→ **PROBLEM TO WORK ON**:
Count the lines in the data below that include the word "diagram", then state the total and nothing besides.

→ **Items from a data source**:
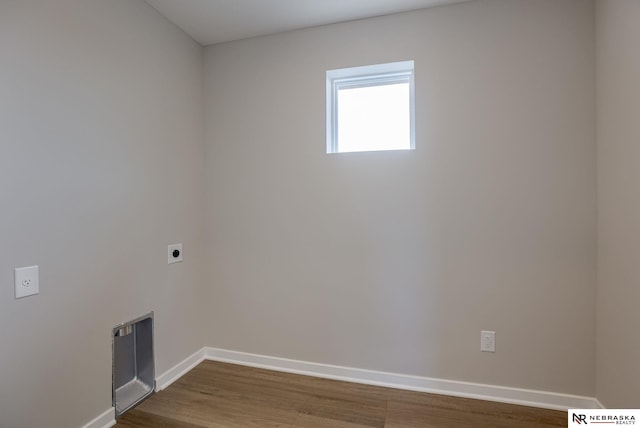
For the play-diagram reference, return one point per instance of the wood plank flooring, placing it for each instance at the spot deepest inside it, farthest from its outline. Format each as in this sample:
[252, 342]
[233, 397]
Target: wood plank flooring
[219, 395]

* * *

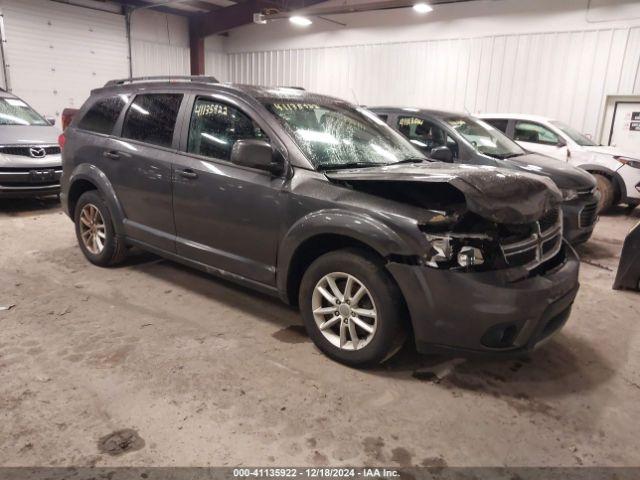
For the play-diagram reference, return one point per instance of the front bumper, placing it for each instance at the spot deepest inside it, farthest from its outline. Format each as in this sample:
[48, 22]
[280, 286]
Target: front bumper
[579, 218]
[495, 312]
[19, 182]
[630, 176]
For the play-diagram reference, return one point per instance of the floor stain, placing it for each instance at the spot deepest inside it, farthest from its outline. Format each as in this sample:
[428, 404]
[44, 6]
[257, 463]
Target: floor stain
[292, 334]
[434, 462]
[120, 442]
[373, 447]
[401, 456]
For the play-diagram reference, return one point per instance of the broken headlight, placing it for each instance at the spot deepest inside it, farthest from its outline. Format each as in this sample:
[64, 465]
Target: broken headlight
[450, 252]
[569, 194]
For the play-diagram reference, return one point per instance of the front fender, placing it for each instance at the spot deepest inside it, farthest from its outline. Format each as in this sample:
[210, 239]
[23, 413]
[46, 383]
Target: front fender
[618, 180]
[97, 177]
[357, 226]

→ **EXERCISE RESULT**:
5